Task requirements >>
Please print, word for word, every line from the one that contains "Mark one point on each instance of the spanish" through the last line of the records, and nothing else.

Provided entries >>
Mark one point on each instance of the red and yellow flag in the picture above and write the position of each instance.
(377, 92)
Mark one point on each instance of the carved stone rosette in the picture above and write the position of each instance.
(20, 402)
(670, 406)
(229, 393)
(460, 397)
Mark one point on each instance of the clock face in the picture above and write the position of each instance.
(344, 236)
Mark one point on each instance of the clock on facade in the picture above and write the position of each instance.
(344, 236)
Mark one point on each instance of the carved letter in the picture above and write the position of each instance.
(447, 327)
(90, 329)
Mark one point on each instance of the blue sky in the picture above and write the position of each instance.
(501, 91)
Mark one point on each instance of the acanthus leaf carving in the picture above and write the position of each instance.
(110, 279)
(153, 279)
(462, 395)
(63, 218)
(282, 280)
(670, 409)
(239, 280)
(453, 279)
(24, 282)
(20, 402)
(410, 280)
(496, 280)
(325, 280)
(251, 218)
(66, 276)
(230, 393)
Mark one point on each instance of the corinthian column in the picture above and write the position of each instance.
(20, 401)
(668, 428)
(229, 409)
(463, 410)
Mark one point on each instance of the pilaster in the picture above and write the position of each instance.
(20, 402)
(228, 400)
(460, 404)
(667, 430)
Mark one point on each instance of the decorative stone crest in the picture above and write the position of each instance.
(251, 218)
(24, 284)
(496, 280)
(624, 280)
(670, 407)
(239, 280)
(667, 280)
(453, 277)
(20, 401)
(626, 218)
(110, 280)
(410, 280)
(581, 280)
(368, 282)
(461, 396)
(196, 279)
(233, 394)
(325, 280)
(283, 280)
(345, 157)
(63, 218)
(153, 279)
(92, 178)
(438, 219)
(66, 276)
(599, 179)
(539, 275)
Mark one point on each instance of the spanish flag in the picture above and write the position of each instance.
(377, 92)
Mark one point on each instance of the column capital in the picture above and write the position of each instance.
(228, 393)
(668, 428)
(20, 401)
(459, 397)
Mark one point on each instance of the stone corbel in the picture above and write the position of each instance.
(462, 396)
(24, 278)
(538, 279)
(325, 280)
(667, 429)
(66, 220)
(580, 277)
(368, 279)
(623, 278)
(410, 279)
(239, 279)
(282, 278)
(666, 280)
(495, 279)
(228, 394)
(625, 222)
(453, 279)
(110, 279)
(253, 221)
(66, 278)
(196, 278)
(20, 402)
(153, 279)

The completed task >>
Mark one point on each instance of the spanish flag in the picture above and write the position of each instance.
(377, 92)
Mark one point on each instance of the column capital in the picture above and write the position of each instance.
(228, 393)
(668, 428)
(20, 401)
(459, 397)
Mark one point on each instance of the stone corbel in the picture above and write the position of each instance.
(462, 396)
(24, 278)
(538, 279)
(325, 280)
(667, 429)
(66, 220)
(580, 277)
(368, 279)
(623, 278)
(410, 279)
(239, 279)
(282, 278)
(666, 280)
(495, 279)
(228, 394)
(625, 222)
(453, 279)
(110, 279)
(253, 221)
(66, 278)
(196, 278)
(20, 402)
(153, 279)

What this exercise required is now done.